**原文:**
↓
別の観点で、黒鯛が餌を吸い込む時に糸が張っていると食い込みが悪いという意見もありそうだが、15cm先の餌を一瞬で吸い込む吸引力は相当なものだ。糸が張る/張らないの微妙な差などまるで関係ないはずである。

「聞き合わせ」は非常に有効であり、ここで違和感を与えてはいるものの、黒鯛をフッキングさせる上では必要なものである。なにもしなければ、気づかずに飲み込むか、吐き出すかのいづれかで、5)のいきなり引き込まれる当たりしか取れなくなるのだから。

つまりは、!! 竿先で当たりを取ることは ちっとも悪いことではない!!(笑)。


■「聞き合わせ」と「即合わせ」

糸止まりの当たりの後、「聞く」動作をしないで、いきなりスナップを効かせた合わせを入れる釣り方もある。初心者は変化があったら何でも即、合わせないと・・、解説されている場合も多い。このあわせ方は、黒鯛が餌を口にしたとしても、すぐ吐き出したのか、潰しているところなのか、口の中でふわついている状態なのか分からないまま、合わせを入れてしまうので、空振りやすっぽ抜けが多い。また、無理やりフッキングさせるので、口内のどこに刺さるかバラバラで、歯の近辺に刺さる(引っ掛かる)ことも多く、バラシの一因になっている。また、海草や障害物に引っ掛かっている場合も多く、ここで無駄にビシコ合わせを入れると黒鯛が散ってしまう。
↑
**課題:**
**A)** 黒鯛釣りの文章について、次の問いに答えよ。
(i) 黒鯛は何cm先の餌を一瞬で吸い込むとされているか。
(ii) 初心者は変化があったらどうするよう解説されている場合が多いとされているか。
(iii) 即合わせでは、口内のどこの近辺に刺さることが多く、それがバラシの一因になっているとされているか。
**B)** 黒鯛釣りの文章で、即合わせでは見分けがつかないまま合わせを入れてしまうとされる、餌を口にした黒鯛の状態をすべて挙げよ。
**C)** 黒鯛釣りの文章の最後の文の後に、続きを書け。
資料は黒鯛釣りの文章とは別の出典から取ったものである。

**資料:**
↓
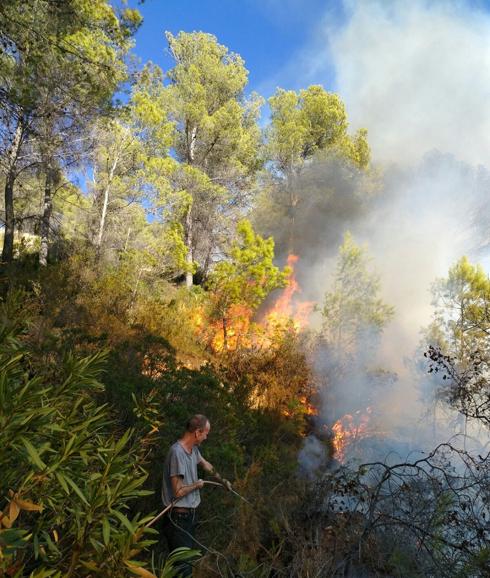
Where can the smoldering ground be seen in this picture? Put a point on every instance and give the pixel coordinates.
(413, 75)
↑
**解答:**
**A)**
(i) 15cm
(ii) 何でも即、合わせる
(iii) 歯の近辺

**B)**
・すぐ吐き出した
・潰しているところ
・口の中でふわついている状態

**C)**
これに比べて、「聞く」動作から持ち込まれた時には確実に口に含んでおり、しかもしっかり口は閉じている。したがって、バラシの頻度はずっと下がる。竿先で当たりを取るのに慣れてくると、咥えた直後か、潰しているか、離したか、などがかなり分かるようになる。当然、「聞く」のは潰しているときである。ここで、黒鯛が動き出す時点では大方既に貝は潰されおり、ソフトな合わせで自然に刺さることが多い。しかも、9割以上が上唇にしっかりフッキングする。私はこのシーズン、この釣り方をずっとやってきたが、餌を離されることはあっても、いわゆる乗ったの状態からのバラシは、ハリス切れを除けば、ほとんど無くなった。タモ入れしたら、針が外れていたということもほとんど無くなった。よく言われていることだが、すっぽ抜け、針外れ7割、取れるのが3割、ベテランで5割だそうである。10回も20回も当たりがある釣り場ならこれでよいかも知れないが、数回しか無い釣り場ではこんなんでは釣れない。竿の硬さ、針の大きさ、合わせ方など、何かに問題があるはずなのに、これが当たり前という風潮には納得できないものがある。

■浮き釣りとの対比
黒鯛を始める人には、浮き釣りから始める人と落し込みから始める人とに分かれる。両方やる人は意外に少ないものである。ここでのテーマである「当たりと合わせ」に関して、浮き釣りと対比させてみると、なかなかおもしろい。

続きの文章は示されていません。